- Data records -

— start —

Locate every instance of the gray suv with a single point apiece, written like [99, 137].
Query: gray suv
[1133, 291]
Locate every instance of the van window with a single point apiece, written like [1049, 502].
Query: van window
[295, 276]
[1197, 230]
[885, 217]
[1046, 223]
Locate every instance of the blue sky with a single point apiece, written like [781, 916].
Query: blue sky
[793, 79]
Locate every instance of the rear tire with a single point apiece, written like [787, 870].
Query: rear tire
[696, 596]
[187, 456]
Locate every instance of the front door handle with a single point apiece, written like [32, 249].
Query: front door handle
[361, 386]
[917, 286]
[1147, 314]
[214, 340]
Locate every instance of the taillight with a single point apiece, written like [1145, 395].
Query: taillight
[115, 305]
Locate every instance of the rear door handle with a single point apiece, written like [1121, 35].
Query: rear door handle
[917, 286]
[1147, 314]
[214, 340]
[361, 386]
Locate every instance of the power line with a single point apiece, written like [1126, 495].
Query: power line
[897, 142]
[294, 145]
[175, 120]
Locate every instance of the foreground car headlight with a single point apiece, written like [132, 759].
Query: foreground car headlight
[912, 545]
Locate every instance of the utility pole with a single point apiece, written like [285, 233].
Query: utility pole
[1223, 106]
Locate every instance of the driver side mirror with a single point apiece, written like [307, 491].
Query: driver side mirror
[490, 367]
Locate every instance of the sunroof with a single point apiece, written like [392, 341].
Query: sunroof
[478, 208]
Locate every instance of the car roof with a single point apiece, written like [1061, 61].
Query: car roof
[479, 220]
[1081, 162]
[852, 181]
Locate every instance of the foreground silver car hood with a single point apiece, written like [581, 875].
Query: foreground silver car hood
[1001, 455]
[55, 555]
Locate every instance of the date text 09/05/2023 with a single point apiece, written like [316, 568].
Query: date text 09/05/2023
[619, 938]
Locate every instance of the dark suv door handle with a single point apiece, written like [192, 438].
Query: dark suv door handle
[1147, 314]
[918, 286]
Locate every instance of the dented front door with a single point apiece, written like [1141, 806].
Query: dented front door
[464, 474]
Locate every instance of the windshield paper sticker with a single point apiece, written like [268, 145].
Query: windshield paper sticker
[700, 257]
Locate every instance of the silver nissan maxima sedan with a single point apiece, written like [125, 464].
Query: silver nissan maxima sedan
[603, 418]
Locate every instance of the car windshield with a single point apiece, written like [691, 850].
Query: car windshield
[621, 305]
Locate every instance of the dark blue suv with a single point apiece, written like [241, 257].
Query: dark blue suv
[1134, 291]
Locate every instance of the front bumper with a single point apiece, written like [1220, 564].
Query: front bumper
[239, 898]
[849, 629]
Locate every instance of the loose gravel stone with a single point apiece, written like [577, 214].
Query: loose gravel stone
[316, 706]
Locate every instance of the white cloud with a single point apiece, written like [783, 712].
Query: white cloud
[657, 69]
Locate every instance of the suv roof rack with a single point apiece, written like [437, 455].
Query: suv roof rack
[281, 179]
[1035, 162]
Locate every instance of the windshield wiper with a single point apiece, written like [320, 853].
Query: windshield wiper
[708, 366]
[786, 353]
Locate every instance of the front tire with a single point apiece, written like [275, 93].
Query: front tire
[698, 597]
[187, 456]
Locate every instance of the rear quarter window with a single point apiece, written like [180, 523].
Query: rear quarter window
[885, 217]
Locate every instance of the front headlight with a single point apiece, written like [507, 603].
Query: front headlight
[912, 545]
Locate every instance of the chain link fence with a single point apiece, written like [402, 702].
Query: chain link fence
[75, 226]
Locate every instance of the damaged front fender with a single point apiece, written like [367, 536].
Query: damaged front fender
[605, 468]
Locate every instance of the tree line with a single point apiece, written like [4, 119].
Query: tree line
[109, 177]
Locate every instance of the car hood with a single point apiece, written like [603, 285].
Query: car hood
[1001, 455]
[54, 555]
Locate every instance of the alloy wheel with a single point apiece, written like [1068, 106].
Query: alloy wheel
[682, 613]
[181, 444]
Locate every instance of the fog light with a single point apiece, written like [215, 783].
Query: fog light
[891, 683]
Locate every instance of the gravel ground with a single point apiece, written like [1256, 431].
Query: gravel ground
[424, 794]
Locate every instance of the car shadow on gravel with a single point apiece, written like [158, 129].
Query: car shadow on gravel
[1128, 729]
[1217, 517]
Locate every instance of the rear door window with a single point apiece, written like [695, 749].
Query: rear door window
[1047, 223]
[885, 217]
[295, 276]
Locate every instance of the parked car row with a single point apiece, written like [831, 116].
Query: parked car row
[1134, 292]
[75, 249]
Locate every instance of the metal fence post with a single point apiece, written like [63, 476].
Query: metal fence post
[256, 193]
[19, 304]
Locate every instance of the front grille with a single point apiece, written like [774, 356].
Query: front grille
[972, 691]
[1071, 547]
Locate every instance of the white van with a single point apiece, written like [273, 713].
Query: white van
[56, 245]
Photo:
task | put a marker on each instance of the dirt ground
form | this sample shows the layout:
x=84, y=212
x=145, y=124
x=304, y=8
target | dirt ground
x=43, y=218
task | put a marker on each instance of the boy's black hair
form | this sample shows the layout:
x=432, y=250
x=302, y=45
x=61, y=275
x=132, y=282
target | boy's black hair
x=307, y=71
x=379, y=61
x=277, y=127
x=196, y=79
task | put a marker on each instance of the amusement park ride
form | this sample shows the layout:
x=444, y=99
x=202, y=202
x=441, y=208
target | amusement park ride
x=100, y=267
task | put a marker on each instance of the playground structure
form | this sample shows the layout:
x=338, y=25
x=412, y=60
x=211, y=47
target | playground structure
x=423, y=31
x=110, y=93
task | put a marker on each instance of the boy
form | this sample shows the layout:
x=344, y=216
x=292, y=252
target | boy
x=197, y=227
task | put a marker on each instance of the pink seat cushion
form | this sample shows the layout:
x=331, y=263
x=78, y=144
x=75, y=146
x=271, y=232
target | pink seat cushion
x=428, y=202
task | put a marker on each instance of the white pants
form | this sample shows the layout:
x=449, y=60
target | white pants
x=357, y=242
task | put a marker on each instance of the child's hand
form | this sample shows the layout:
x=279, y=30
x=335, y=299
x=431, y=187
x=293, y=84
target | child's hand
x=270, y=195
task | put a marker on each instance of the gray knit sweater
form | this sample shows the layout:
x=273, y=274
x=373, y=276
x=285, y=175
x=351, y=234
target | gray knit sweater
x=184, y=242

— end —

- Task brief -
Each line of the material must be restated exactly.

- Answer to the exercise -
Locate every instance of the gray suv with a single point apiece, written like [99, 137].
Query: gray suv
[1133, 291]
Locate every instance of the van window with a single point apiece, written like [1049, 502].
Query: van window
[295, 276]
[1197, 230]
[885, 217]
[1046, 223]
Locate every instance of the blue sky with a single point apiece, written like [781, 916].
Query: blue sky
[793, 79]
Locate every instance of the rear tire with a single point apiece, written like [787, 870].
Query: rear tire
[696, 596]
[187, 456]
Locate every instance of the front door handle with a single point apiece, written like [32, 249].
Query: front door handle
[361, 386]
[917, 286]
[1147, 314]
[214, 340]
Locate every instance of the taillight with a single point apiece, written like [1145, 395].
Query: taillight
[115, 305]
Locate every instance of the rear door handle with a single point apiece, written like [1121, 35].
Query: rear door handle
[917, 286]
[1147, 314]
[214, 340]
[361, 386]
Locate every instance of the power line with a single point apiece, written like [1126, 495].
Query: power line
[897, 142]
[294, 145]
[175, 120]
Locate every instance of the foreground car headlight with a single point apiece, written like [132, 759].
Query: foreground car headlight
[912, 545]
Locate every instance of the utility pole with a single point apiece, written like [285, 233].
Query: utility pole
[1223, 106]
Locate every instance of the driver side mirror with a single point apiece, written like [307, 491].
Query: driver side mirror
[490, 367]
Locate every instance of the sunroof with a single point apiece, written like [392, 341].
Query: sunroof
[478, 208]
Locate every instance of the car roof with a single point apiece, written like [1061, 61].
Query: car roof
[479, 220]
[1081, 162]
[852, 181]
Locate every instance of the foreground silver car hood with a single point apiece, written like [581, 875].
Query: foreground silver car hood
[1001, 455]
[55, 555]
Locate every instance of the date text 09/05/2023 with a single point apiece, written like [316, 568].
Query: date text 09/05/2023
[619, 938]
Locate every instance of the dark suv door handle with a single point apiece, written like [192, 438].
Query: dark suv door handle
[1147, 314]
[918, 286]
Locate every instance of the dented front door with a single point apiece, written like [1141, 806].
Query: dented front door
[464, 474]
Locate every instance of the windshield paper sticker with a single point apiece, written like [268, 145].
Query: windshield paper sticker
[700, 257]
Locate every instance of the silver nissan maxima sedan with a single point apiece, written like [125, 464].
Query: silver nissan maxima sedan
[603, 418]
Locate every instance of the car windshield with a single point apiece, written like [691, 850].
Query: car windshield
[621, 305]
Locate every instance of the dark blue suv with a single point apiece, written like [241, 257].
Query: dark blue suv
[1134, 291]
Locate every instance of the front bumper with a single point apiece, written like [1220, 564].
Query: front bumper
[239, 898]
[849, 629]
Locate every instance of the loose gravel stone with a single point apiece, written like [577, 214].
Query: loose gravel stone
[316, 706]
Locate every instance of the white cloud with a single point apiece, written like [783, 712].
Query: white cloud
[657, 69]
Locate every instance of the suv roof rack with a single point apiece, written like [437, 455].
Query: suv roof rack
[281, 179]
[1035, 162]
Locate every instance of the windshield wiper with a single point apiece, written like [320, 853].
Query: windshield wiper
[708, 366]
[786, 353]
Locate every instance of the front tire with a single point apiece, written like [275, 93].
Query: front tire
[698, 597]
[187, 456]
Locate every instance of the rear quarter window with a single point apiece, written like [180, 523].
Query: rear quarter window
[885, 217]
Locate every instance of the front headlight with a single point apiece, written like [507, 603].
Query: front headlight
[912, 545]
Locate every instance of the chain link fence with a single point apiece, written like [402, 702].
Query: chain link fence
[75, 226]
Locate every instance of the damaged front fender with a single point apiece, written like [367, 536].
Query: damaged front fender
[605, 468]
Locate every instance of the tree line with a single point apiece, written like [4, 119].
Query: tree line
[109, 177]
Locate every instance of the car hood with a single point apiece, written like [603, 285].
Query: car hood
[1001, 455]
[54, 555]
Locate every instance of the alloy wheel with a single point apiece, written like [1068, 106].
Query: alloy wheel
[682, 613]
[181, 444]
Locate every instance of the fog light with a single point apiece, written like [215, 783].
Query: fog light
[891, 683]
Locate every instance of the gravel ground with a single point apiece, written like [1256, 431].
Query: gravel ground
[424, 794]
Locate every instance of the car shadow on gravel with a single point apiece, written like [158, 129].
Query: car shadow on gravel
[1128, 729]
[1217, 517]
Locate every instance of the rear door window with a single point apiece, written like [695, 749].
Query: rear door window
[1047, 223]
[885, 217]
[295, 276]
Locate every instance of the parked car row with a single point apiece, written like [831, 116].
Query: parked car row
[1134, 292]
[75, 249]
Locate every instance of the metal fence post with a single point apiece, written like [63, 476].
Query: metal fence post
[256, 193]
[19, 304]
Locate every instance of the front grille with a single point apiece, written like [774, 356].
Query: front grille
[972, 691]
[1071, 547]
Locate every instance of the white van with a single point apiece, written like [273, 713].
Query: white van
[56, 245]
Photo:
task | put a marker on each instance of the dirt ground
form | this sample shows the layout:
x=84, y=212
x=145, y=124
x=304, y=8
target | dirt ground
x=43, y=218
task | put a marker on each instance of the boy's black hair
form | this sample shows the layout:
x=432, y=250
x=302, y=45
x=61, y=275
x=132, y=282
target | boy's black hair
x=307, y=71
x=379, y=61
x=277, y=127
x=196, y=79
task | put a marker on each instance of the amusement park ride
form | this sample shows the layout:
x=444, y=99
x=202, y=202
x=441, y=208
target | amusement park ride
x=100, y=267
task | put a marker on each instance of the playground structure
form | this sample shows the layout:
x=338, y=25
x=412, y=60
x=211, y=47
target | playground structure
x=423, y=31
x=110, y=93
task | put a marker on each instance of the boy
form | this sample shows the layout:
x=344, y=216
x=292, y=252
target | boy
x=197, y=227
task | put a marker on each instance of the pink seat cushion
form | this sample shows the layout:
x=331, y=263
x=78, y=144
x=75, y=146
x=271, y=232
target | pink seat cushion
x=428, y=202
task | put a marker on each instance of the white pants
form | this sample shows the layout:
x=449, y=60
target | white pants
x=357, y=242
task | put a marker on each instance of the child's hand
form | this sample shows the layout:
x=279, y=30
x=335, y=299
x=431, y=187
x=293, y=84
target | child's hand
x=270, y=195
task | put a marker on each instance of the gray knit sweater
form | this sample shows the layout:
x=273, y=274
x=373, y=276
x=285, y=175
x=351, y=234
target | gray knit sweater
x=184, y=242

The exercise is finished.